— ARBEITSANWEISUNGEN —
- a) Entnimm dem Textabschnitt wortgetreu die Passage zwischen „Grüße, Klaas“ und „doch einfach dazu!“, beide Stellen eingeschlossen.
- b) Nenne laut Textabschnitt den Wochentag, die Uhrzeit und den Treffpunkt, zu denen die Studis im SS 04 im Bamberger Umland unterwegs sein werden.

Jaja, die Auffahrten  Aber wenn das der Michelsberg ist, dann fahre ich den immer hoch und dann eben "rüber" zur Altenburg. An einer Nervenklinik komme ich nämlich da auch vorbei.

Also, Moke muss wohl noch was an seinem Bike machen. Aber wenn das Wetter nächste Woche mal ne Runde zulässt, dann melde ich mich mal bei Dir. Muss ja auch noch was für meine Sinz Prüfung lernen 

Gruss,
René


----------



## Mudface (27. April 2004)

Hi Martin ! Grüße gehen auch ans Pestheim und Familie Endres 8) !

Hab mit dem Martin zusammen WI studiert und ebenso im Pestheim gehaust. Zwingt mich bitte dazu im Sommer eine Tour mit Euch zu fahren.

Grüße, Klaas


----------



## meikl (28. April 2004)

Hallo Leute!

Ein paar Studis werden im SS 04 jeden Freitag ab 15:30 Uhr (Treffpunkt ist am Rechenzentrum) im Bamberger Umland unterwegs sein. Fall's Ihr lust habt, stoßt doch einfach dazu!


----------



## Discostew (13. Mai 2004)

Hi 

wart Ihr jetzt schon mal unterwegs? Würde mich da gerne anschließen!!! Fahrt Ihr diesen Freitag?

Gruss,
Disco


----------

— GESAMMELTES MATERIAL —
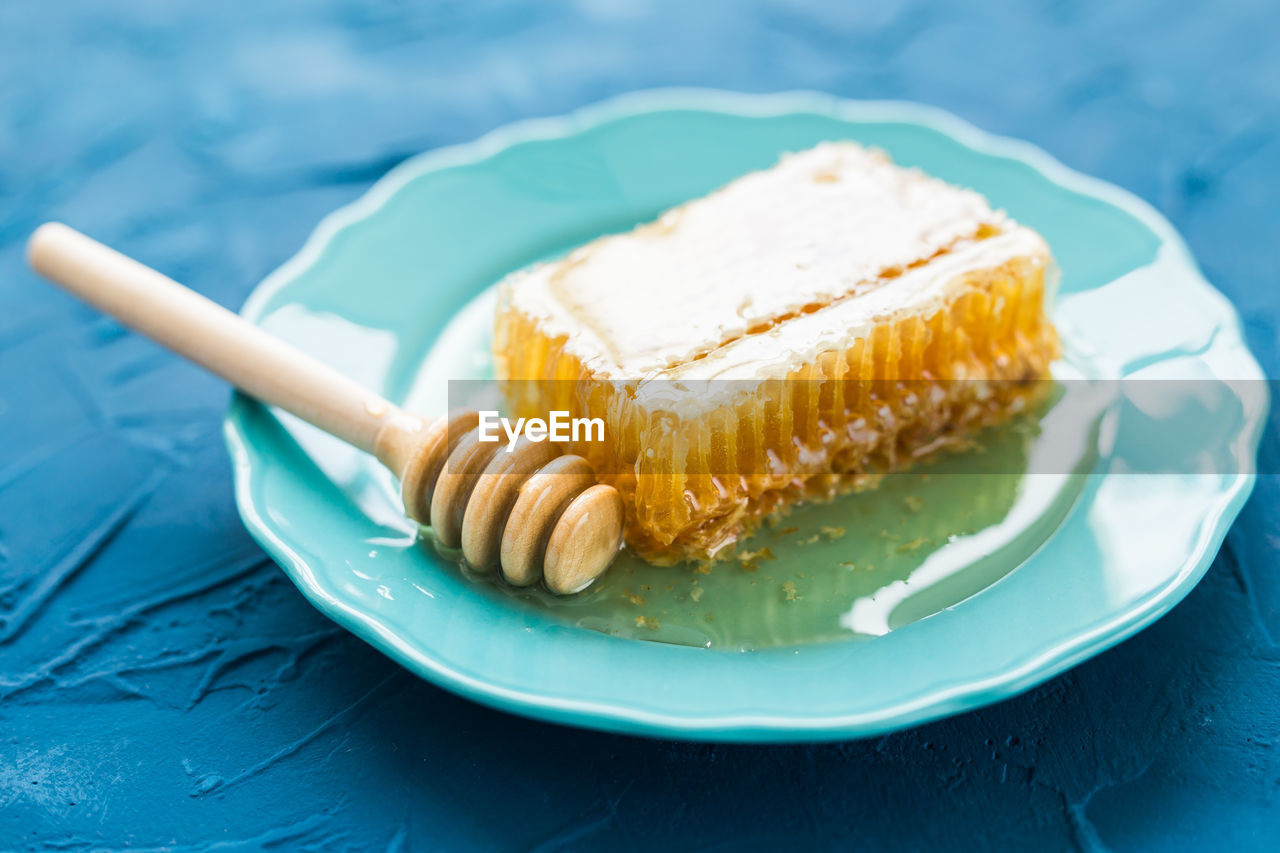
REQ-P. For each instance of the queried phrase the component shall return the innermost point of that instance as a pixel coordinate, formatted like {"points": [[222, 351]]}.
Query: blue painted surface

— ERWARTETE AUSGABEN —
- a)
Grüße, Klaas


----------



## meikl (28. April 2004)

Hallo Leute!

Ein paar Studis werden im SS 04 jeden Freitag ab 15:30 Uhr (Treffpunkt ist am Rechenzentrum) im Bamberger Umland unterwegs sein. Fall's Ihr lust habt, stoßt doch einfach dazu!

- b) Jeden Freitag ab 15:30 Uhr, Treffpunkt am Rechenzentrum.